_INSTRUCTIONS TO FOLLOW_
Each line of the listing where the string "crenellated" appears is to be identified and copied.
── EXCERPTED RECORDS
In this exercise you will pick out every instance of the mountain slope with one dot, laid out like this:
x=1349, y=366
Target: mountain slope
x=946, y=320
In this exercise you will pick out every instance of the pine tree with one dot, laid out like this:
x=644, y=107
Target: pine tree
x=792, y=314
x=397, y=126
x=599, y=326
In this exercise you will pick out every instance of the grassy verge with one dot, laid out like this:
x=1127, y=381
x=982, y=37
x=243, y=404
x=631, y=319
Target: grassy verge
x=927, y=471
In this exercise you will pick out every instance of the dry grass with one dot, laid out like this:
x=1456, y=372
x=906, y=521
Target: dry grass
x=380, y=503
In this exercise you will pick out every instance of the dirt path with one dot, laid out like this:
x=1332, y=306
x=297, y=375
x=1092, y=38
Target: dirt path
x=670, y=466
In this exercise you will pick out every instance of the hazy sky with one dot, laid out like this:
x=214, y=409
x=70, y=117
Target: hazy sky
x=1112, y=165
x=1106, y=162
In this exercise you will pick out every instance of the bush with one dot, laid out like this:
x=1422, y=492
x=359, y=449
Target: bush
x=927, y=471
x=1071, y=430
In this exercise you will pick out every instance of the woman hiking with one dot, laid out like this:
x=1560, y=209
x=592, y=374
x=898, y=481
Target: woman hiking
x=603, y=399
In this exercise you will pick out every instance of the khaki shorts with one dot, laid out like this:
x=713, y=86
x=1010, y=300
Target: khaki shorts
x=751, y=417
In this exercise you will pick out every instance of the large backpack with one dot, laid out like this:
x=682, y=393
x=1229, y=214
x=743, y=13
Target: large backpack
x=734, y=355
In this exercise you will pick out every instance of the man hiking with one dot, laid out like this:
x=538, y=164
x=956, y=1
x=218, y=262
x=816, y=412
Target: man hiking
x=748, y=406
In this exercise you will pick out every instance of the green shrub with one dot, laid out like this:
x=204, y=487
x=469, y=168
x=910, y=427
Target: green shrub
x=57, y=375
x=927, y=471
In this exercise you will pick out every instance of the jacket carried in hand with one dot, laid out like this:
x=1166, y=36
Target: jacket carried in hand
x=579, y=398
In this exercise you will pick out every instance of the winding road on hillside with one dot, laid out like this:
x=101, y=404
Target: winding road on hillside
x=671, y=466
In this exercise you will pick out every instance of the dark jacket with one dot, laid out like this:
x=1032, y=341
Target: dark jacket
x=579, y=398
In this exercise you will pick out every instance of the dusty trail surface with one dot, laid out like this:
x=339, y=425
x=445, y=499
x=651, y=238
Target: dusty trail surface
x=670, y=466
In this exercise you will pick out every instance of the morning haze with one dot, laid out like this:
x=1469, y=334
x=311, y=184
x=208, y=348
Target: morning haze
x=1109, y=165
────
── EXCERPTED RECORDS
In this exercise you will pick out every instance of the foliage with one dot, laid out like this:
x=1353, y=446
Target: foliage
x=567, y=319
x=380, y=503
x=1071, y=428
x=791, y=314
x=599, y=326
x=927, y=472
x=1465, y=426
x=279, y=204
────
── EXCERPTED RECORDS
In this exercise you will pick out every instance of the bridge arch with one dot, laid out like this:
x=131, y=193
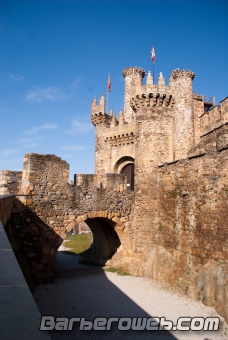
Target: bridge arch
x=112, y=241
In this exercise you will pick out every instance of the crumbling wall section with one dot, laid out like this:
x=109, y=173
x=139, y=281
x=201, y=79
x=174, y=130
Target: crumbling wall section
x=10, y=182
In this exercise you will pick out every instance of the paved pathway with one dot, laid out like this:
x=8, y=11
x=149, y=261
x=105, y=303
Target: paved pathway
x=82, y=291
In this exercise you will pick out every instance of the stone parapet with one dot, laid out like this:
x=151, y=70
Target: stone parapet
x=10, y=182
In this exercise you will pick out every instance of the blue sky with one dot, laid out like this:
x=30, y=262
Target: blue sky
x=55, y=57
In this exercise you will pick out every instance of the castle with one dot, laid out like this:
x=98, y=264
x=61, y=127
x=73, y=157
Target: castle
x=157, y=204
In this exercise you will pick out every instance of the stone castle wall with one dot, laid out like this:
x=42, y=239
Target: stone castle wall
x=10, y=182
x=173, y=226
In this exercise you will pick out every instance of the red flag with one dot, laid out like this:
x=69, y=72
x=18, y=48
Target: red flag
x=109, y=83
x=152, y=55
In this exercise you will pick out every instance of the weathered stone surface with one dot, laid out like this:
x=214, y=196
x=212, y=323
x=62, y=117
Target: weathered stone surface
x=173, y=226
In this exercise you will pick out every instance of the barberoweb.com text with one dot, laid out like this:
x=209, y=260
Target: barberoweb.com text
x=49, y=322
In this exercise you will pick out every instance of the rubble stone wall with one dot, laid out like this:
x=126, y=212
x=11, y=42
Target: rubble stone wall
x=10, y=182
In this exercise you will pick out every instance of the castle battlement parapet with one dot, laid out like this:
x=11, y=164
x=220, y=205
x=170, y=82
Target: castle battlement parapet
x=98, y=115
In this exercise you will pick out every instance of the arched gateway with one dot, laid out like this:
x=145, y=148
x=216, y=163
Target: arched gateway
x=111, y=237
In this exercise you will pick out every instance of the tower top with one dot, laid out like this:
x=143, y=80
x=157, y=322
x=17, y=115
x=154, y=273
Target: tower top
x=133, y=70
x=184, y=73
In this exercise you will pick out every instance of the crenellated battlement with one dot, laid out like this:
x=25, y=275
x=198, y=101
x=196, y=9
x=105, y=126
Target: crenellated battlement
────
_WRITTEN ANSWER_
In this exercise you will pick out every instance of the crenellated battlement with one dot, laid out like this:
Target: crenellated battlement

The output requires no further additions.